GOÄ-Reform: der Wolf im Schafspelz

Kommentar

Ende Mai wird die Novellierung der Gebührenordnung Ärzte auf dem Bunddesärztetag zur Diskussion und zur Abstimmung stehen. Auch im Moment sorgt die GOÄ-neu schon für hitzige Diskussionen, viele Verbände und Ärzte lehnen sie in der vorliegenden Form ab – so auch die Radiologengruppe 2020.

Ein Kommentar von Prof. Henrik Michaely, Vorstand Strategie und Politik der RG20.


Auf dem anstehenden Bundesärztetag (BÄT) wird die Novellierung der Gebührenordnung (GOÄ-N) für Ärzte zur Diskussion und zur Abstimmung stehen. Auf den ersten Blick erscheinen die Worte „moderne GOÄ“, „einmalige Chance“ und „Steigerung der Gesamtausgaben“ attraktiv. Bei näherer Analyse fällt jedoch auf, dass diese GOÄ-N in der aktuellen Form jedoch nicht zustimmungsfähig ist. Warum? Das möchte ich in Ihnen an fünf allgemeinen Themenfeldern darstellen.

Intransparente Kalkulationen und fehlende Nachvollziehbarkeit

Die Bundesärztekammer (BÄK) legt weiterhin keine nachvollziehbaren Berechnungen zur neuen Gebührenordnung vor – Stundenlöhne, Fachgruppenvergleiche und Bewertungsgrundlagen bleiben im Dunkeln, entgegen den anderslautenden Beschlüssen der BÄT von 2016 bis 2024. Das Ziel einer transparenten Berechnung mit gleichen Stundenlöhnen für alle Arztgruppen ist damit nicht erreicht, eine mögliche Spaltung der Ärzteschaft schon eher.

Zukunftsblind und wirtschaftlich gefährlich

Die GOÄ-N wertet technische Leistungen aller Fächer (z.B. Labor, Sono, Röntgen, OPs) deutlich zwischen zehn und 50 Prozent ab, aber wertet nur marginal die sprechende Medizin auf. Damit wird für keine Fachgruppe auch nur ansatzweise ein Inflationsausgleich erreicht (+65 Prozent seit 1996). Nicht eingeführt wird zudem eine automatische Anpassung der Preise, eingeführt werden jedoch verdeckte Mengensteuerungsinstrumente.

Verdeckte Budgetierung und politische Steuerung

Durch die neue ,Gemeinsame Kommission', die geheim tagt, und finale Entscheidungsbefugnisse des Bundesministeriums für Gesundheit (BMG) gibt der ärztliche Berufsstand freiwillig seine Mitbestimmungsrechte bei der Preisfindung auf. Das BMG kann de facto die zukünftigen Preise der GOÄ selbst festlegen. Ob das BMG dabei mehr an die Beihilfe oder die Ärzteschaft denkt, ist nur ein Gedanke, den man nicht zu Ende denken will.

(Deine Aufgabe) Führe den Kommentar zur GOÄ-Reform ab dem letzten Satz weiter.

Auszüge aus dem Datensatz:
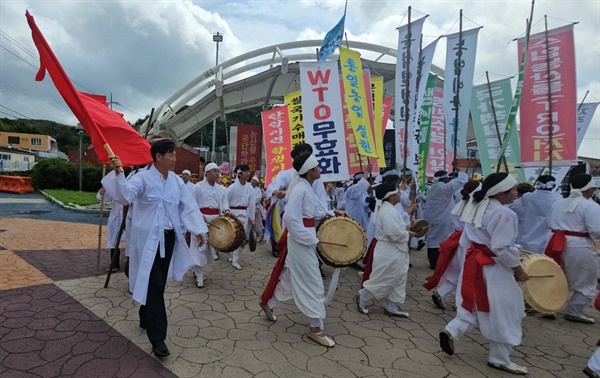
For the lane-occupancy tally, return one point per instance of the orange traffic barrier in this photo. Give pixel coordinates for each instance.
(16, 184)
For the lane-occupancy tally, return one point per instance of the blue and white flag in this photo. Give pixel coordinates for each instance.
(333, 38)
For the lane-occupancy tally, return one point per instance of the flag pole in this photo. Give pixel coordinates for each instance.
(406, 79)
(549, 82)
(503, 159)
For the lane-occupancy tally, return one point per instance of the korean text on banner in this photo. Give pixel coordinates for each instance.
(437, 161)
(377, 92)
(405, 107)
(459, 94)
(294, 102)
(488, 139)
(539, 98)
(585, 112)
(276, 133)
(249, 146)
(356, 99)
(323, 119)
(425, 132)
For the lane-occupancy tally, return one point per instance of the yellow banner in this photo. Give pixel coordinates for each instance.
(355, 95)
(377, 92)
(294, 102)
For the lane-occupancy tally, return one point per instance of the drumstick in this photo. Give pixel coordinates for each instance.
(339, 245)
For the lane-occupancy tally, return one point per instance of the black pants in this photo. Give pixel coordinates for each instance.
(432, 255)
(153, 315)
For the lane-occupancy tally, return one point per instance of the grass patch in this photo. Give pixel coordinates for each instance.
(73, 196)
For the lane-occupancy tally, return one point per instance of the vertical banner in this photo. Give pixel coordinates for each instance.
(249, 146)
(355, 95)
(488, 143)
(323, 117)
(294, 102)
(377, 92)
(435, 161)
(585, 112)
(425, 131)
(389, 147)
(406, 85)
(556, 102)
(276, 131)
(466, 48)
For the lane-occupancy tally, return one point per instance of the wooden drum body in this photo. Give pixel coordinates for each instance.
(226, 233)
(342, 241)
(546, 290)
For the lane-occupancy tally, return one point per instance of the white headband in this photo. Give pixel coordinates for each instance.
(210, 167)
(473, 212)
(548, 185)
(576, 196)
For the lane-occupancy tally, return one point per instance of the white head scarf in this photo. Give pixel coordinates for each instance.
(309, 164)
(473, 212)
(576, 196)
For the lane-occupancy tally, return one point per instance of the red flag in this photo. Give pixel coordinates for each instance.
(102, 124)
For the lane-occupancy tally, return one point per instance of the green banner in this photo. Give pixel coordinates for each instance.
(484, 124)
(425, 131)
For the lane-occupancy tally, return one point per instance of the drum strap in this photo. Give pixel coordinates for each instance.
(474, 288)
(558, 241)
(447, 250)
(209, 211)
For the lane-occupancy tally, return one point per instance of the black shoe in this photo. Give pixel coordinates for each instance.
(159, 348)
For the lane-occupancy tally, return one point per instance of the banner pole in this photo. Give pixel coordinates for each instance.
(503, 159)
(549, 81)
(407, 95)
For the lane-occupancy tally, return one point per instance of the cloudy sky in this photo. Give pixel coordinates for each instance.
(143, 51)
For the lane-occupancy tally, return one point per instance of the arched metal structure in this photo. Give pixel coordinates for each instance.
(209, 97)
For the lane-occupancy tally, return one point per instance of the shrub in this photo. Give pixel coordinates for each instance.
(60, 174)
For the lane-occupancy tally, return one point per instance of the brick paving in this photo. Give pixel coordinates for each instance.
(56, 319)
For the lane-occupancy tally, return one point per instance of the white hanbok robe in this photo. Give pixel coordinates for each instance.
(580, 258)
(301, 279)
(356, 204)
(154, 197)
(439, 205)
(502, 324)
(390, 258)
(207, 196)
(535, 230)
(115, 218)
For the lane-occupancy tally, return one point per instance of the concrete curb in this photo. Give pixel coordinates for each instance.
(71, 207)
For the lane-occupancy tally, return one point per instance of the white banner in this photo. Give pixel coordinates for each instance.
(406, 81)
(467, 48)
(585, 112)
(323, 117)
(423, 67)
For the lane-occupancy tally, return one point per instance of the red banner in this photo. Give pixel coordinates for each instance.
(549, 99)
(249, 146)
(435, 162)
(276, 129)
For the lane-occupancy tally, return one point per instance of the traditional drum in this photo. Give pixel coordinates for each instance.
(226, 233)
(546, 290)
(342, 241)
(420, 227)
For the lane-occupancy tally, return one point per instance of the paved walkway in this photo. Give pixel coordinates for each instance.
(56, 319)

(Ergebnis)
Rechts- und Versorgungsunsicherheit

Die politisch gewollte Umverteilung innerhalb der GOÄ-N widerspricht §11 BÄO und ist somit rechtswidrig – Klagen sind bereits in Vorbereitung. Gleichzeitig drohen Insolvenzen vor allem kleinerer und mittlerer fachärztlicher Praxen und somit Versorgungslücken in Stadt und Land, da durch die verminderten PKV-Einnahmen die bisherige Quersubventionierung der GKV-Patienten wegfällt.

Zahlreiche Verschärfungen der Anforderungen ohne Ausgleich

Beispielhaft dürfen Wahlarztleistungen im Krankenhaus nur höchstpersönlich erbracht werden. Leistungen auf Verlangen müssen mit „V“ gekennzeichnet sein und deren Bezahlung kann abgelehnt werden. Für ganze Kapitel (E, M, N, O) wird die GOÄ-N jetzt unabdingbar. Von der fehlenden Möglichkeit zur Steigerung mal ganz abgesehen. Zusätzlich werden neue Software für die PKV-Abrechnung zu Lasten der Ärzteschaft und zugunsten der PKV-Kontrolle und PKV-Kosteneffizienz verpflichtend.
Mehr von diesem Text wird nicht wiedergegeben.